* _EXERCISE TASK_: Quote the listing from the line containing "the white balloon." through the line containing "[[88, 131]]", both ends included, and reproduce those lines unchanged.

* _RECORDS SHOWN_:
** START **

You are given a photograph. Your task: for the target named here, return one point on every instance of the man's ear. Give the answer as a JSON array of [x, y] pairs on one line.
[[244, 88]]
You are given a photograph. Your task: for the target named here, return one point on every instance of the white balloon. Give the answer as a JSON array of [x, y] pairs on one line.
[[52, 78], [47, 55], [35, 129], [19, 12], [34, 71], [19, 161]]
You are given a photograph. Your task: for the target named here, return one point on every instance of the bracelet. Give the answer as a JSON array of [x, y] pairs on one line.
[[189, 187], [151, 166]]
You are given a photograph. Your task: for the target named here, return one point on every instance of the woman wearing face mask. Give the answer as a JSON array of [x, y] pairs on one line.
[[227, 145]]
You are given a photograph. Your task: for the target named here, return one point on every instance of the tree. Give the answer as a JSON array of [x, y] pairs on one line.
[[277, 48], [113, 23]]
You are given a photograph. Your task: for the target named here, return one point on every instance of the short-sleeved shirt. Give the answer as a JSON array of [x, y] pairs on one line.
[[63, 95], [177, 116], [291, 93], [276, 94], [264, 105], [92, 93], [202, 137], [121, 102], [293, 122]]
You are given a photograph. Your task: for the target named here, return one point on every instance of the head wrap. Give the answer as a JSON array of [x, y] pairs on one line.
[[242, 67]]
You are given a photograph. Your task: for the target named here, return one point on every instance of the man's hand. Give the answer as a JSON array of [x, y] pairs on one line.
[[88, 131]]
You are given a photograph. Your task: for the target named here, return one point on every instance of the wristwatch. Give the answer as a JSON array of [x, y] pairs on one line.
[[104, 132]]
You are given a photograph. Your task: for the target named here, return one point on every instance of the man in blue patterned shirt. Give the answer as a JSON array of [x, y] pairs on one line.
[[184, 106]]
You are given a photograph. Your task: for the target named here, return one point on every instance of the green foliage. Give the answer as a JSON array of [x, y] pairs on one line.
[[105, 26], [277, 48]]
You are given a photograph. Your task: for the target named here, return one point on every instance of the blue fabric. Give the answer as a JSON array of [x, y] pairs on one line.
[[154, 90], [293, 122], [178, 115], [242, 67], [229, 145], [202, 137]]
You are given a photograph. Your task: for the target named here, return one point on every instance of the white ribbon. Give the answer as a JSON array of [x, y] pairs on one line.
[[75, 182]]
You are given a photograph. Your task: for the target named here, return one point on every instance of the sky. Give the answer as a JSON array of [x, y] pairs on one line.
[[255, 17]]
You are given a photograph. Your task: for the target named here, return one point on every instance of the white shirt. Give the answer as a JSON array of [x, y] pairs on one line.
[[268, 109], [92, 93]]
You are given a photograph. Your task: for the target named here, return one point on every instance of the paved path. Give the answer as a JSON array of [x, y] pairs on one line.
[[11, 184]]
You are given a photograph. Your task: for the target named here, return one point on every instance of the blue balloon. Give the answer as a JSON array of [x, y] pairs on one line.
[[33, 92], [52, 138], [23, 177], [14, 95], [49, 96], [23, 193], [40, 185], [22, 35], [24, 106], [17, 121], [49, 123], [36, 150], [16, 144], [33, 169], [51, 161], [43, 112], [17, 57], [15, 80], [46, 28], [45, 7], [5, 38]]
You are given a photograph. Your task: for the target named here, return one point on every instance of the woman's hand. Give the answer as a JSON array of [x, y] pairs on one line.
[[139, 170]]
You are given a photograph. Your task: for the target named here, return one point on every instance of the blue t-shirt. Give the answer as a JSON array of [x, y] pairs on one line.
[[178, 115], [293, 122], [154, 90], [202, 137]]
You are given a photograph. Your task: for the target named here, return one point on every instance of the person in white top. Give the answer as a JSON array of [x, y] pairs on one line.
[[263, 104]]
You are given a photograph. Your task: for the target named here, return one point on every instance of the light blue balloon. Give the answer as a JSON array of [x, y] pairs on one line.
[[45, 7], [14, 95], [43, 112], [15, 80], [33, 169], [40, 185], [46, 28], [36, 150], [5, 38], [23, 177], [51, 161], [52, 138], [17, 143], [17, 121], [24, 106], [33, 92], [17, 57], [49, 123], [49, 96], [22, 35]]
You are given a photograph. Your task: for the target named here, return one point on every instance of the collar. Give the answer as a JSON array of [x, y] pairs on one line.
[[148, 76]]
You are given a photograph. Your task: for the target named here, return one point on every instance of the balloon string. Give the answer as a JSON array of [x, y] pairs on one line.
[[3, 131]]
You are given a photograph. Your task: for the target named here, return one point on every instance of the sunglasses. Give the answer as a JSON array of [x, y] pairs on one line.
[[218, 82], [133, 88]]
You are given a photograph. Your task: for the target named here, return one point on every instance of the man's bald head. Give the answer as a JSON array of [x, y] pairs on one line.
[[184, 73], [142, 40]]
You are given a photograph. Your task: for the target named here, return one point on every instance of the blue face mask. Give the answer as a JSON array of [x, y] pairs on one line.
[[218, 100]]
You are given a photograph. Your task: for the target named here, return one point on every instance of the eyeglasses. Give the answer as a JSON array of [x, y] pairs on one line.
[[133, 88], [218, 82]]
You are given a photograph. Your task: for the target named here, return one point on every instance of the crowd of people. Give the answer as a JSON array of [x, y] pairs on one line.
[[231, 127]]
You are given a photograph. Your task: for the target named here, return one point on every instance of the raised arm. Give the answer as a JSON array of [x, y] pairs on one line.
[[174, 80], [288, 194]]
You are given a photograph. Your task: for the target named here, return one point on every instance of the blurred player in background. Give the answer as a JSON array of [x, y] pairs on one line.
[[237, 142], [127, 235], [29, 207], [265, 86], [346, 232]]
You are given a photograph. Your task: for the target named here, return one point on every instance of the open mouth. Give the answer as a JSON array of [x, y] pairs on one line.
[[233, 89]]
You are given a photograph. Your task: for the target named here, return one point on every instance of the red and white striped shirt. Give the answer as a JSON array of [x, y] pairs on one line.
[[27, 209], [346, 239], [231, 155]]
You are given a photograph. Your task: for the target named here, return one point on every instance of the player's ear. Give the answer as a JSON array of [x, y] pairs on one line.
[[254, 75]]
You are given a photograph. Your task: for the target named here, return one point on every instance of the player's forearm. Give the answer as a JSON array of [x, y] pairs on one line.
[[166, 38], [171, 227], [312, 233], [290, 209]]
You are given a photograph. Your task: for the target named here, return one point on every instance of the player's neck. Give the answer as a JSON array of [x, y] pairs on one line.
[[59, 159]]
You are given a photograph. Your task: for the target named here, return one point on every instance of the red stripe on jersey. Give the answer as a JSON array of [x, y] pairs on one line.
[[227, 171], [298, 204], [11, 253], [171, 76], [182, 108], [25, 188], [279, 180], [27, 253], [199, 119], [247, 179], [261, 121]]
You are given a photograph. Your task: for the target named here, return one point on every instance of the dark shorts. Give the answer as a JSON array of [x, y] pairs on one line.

** END **

* _RESULT_:
You are given a photograph. Your task: for the target named here, return one point on every instance of the white balloon. Give the answer as a JSON array of [x, y] pairs on one line.
[[52, 78], [47, 55], [35, 129], [19, 12], [34, 71], [19, 161]]
You are given a photograph. Your task: for the target named here, return one point on every instance of the bracelet. Give the answer as a JSON array of [x, y] pairs on one line.
[[189, 187], [151, 166]]
You are given a photograph. Your task: for the target named here, return one point on every instance of the woman wearing face mask. Give the answer as a JSON array of [x, y] pairs on one line.
[[227, 145]]
You are given a photograph. Your task: for the target named here, return one point on every instance of the tree. Give the answer as a JSON array of [x, y] pairs on one line.
[[277, 48], [113, 23]]
You are given a photograph. Your task: for the target named here, return one point on every instance of the short-sleeved shirt. Give the answer as a JSON array of [x, y] pairs on one line.
[[63, 95], [177, 116], [291, 93], [276, 94], [264, 105], [92, 93], [202, 137], [121, 102], [293, 122]]
You are given a photograph. Your task: for the target named here, return one point on every instance of the head wrap. Give the answer as a JSON array of [x, y] pairs on one line.
[[242, 67]]
You are given a photograph. Your task: for the target named here, return one point on every instance of the man's hand. Give the answer as a JSON array of [x, y] pairs on one line.
[[88, 131]]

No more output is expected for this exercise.